### EXTRAIT CITÉ
2014
Nous allons bientôt changer d'année. Mon sentiment à cet égard est moins douloureux, moins violent que l'an passé - sans doute la preuve que le temps, ce traître de temps qui passe, fait son oeuvre.
Car le temps qui passe fait grandir Gaspard et me rapproche de l'arrivée de Hector.
Mais le temps qui passe m'éloigne de toi, ma fille, qui ne grandiras jamais, qui seras pour tes frères "la-grande-soeur-qui-restera-toujours-petite".
Aujourd'hui, et pour quelques heures à peine encore, je peux dire que tu es née, ou morte, "l'an dernier".
Bientôt, ce ne sera plus vrai et je devrai rajouter du temps au temps. Bientôt, il me faudra compter en années et non plus en mois. Bientôt, si ce n'est pas déjà fait, on jugera que je te pleure depuis trop longtemps déjà, que je te pleure trop tout court. Peut-on jamais trop pleurer son enfant ?...
Le papa
Conte de Noël
C'est un conte de Noël que j'ai découvert l'an dernier déjà. Depuis, il "tourne" régulièrement entre les parents endeuillés.
Je ne sais pas s'il m'aurait autant touchée il y a plusieurs mois de cela, je l'aurais peut-être trouvé "gnangnan". Toujours est-il qu'aujourd'hui il me parle et m'émeut. J'y lis l'espoir que mon Élise reçoive, au plus profond et au plus pur de son âme, tout l'amour que j'ai pour elle, particulièrement en ces moments censés être partagés en famille.

### CONSIGNE ÉCRITE 1
Pouvez-vous recopier l'extrait en commençant à « Bientôt, ce ne » et en terminant à « partagés en famille. » ?

### DOCUMENTS FOURNIS
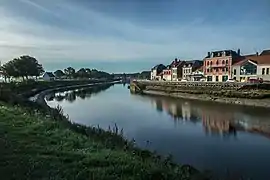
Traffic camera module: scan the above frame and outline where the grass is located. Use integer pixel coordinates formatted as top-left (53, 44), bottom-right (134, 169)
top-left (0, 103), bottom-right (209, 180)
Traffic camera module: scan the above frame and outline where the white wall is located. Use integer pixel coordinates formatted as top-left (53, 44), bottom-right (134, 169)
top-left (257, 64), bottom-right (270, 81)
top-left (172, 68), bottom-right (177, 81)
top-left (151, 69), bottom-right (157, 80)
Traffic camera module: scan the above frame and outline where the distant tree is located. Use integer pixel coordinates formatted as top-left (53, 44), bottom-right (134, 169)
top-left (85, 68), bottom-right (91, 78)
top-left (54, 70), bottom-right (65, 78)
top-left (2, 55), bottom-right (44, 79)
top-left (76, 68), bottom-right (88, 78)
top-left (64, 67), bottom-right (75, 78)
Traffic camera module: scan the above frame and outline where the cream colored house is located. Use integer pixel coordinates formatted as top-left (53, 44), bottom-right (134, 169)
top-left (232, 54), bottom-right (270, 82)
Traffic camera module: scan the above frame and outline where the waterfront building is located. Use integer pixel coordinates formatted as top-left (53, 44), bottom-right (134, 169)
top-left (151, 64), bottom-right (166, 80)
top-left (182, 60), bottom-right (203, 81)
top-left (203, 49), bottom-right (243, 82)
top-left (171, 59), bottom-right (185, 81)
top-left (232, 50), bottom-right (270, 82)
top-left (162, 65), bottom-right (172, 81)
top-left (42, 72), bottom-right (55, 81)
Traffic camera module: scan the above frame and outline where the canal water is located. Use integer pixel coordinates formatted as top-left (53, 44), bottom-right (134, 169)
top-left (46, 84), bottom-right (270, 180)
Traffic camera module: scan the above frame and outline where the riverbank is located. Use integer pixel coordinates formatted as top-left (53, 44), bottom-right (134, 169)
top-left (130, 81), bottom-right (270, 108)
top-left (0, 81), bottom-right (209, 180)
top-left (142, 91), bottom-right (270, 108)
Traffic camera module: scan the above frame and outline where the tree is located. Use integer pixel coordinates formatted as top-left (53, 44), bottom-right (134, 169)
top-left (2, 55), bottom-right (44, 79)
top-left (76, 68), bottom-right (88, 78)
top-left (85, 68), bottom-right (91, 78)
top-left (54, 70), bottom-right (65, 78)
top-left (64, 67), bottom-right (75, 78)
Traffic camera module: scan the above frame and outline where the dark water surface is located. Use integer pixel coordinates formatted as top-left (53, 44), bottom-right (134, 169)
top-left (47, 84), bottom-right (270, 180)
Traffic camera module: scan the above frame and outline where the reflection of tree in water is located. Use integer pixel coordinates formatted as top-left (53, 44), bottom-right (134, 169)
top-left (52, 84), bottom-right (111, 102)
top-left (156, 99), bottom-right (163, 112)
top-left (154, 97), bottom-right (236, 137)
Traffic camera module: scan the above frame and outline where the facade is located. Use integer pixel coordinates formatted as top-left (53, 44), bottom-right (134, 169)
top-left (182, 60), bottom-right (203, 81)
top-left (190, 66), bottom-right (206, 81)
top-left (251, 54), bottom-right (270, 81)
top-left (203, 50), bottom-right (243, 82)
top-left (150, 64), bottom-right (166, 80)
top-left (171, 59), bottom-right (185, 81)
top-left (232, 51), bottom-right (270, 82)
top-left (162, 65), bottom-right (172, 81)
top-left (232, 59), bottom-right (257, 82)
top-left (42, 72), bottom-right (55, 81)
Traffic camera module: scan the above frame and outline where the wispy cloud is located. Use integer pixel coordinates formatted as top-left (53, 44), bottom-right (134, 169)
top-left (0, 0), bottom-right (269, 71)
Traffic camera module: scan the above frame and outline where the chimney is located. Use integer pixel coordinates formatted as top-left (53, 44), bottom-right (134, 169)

### CONSIGNE ÉCRITE 2
Pouvez-vous présenter en liste numérotée, sans les lignes vides, les lignes des enregistrements en commençant à celle qui contient « where the dark » et en terminant à la dernière ligne des enregistrements, ces deux lignes comprises ?

### RÉPONSE ATTENDUE 1
Bientôt, ce ne sera plus vrai et je devrai rajouter du temps au temps. Bientôt, il me faudra compter en années et non plus en mois. Bientôt, si ce n'est pas déjà fait, on jugera que je te pleure depuis trop longtemps déjà, que je te pleure trop tout court. Peut-on jamais trop pleurer son enfant ?...
Le papa
Conte de Noël
C'est un conte de Noël que j'ai découvert l'an dernier déjà. Depuis, il "tourne" régulièrement entre les parents endeuillés.
Je ne sais pas s'il m'aurait autant touchée il y a plusieurs mois de cela, je l'aurais peut-être trouvé "gnangnan". Toujours est-il qu'aujourd'hui il me parle et m'émeut. J'y lis l'espoir que mon Élise reçoive, au plus profond et au plus pur de son âme, tout l'amour que j'ai pour elle, particulièrement en ces moments censés être partagés en famille.

### RÉPONSE ATTENDUE 2
1. Traffic camera module: scan the above frame and outline where the dark water surface is located. Use integer pixel coordinates formatted as top-left (53, 44), bottom-right (134, 169)
2. top-left (47, 84), bottom-right (270, 180)
3. Traffic camera module: scan the above frame and outline where the reflection of tree in water is located. Use integer pixel coordinates formatted as top-left (53, 44), bottom-right (134, 169)
4. top-left (52, 84), bottom-right (111, 102)
5. top-left (156, 99), bottom-right (163, 112)
6. top-left (154, 97), bottom-right (236, 137)
7. Traffic camera module: scan the above frame and outline where the facade is located. Use integer pixel coordinates formatted as top-left (53, 44), bottom-right (134, 169)
8. top-left (182, 60), bottom-right (203, 81)
9. top-left (190, 66), bottom-right (206, 81)
10. top-left (251, 54), bottom-right (270, 81)
11. top-left (203, 50), bottom-right (243, 82)
12. top-left (150, 64), bottom-right (166, 80)
13. top-left (171, 59), bottom-right (185, 81)
14. top-left (232, 51), bottom-right (270, 82)
15. top-left (162, 65), bottom-right (172, 81)
16. top-left (232, 59), bottom-right (257, 82)
17. top-left (42, 72), bottom-right (55, 81)
18. Traffic camera module: scan the above frame and outline where the wispy cloud is located. Use integer pixel coordinates formatted as top-left (53, 44), bottom-right (134, 169)
19. top-left (0, 0), bottom-right (269, 71)
20. Traffic camera module: scan the above frame and outline where the chimney is located. Use integer pixel coordinates formatted as top-left (53, 44), bottom-right (134, 169)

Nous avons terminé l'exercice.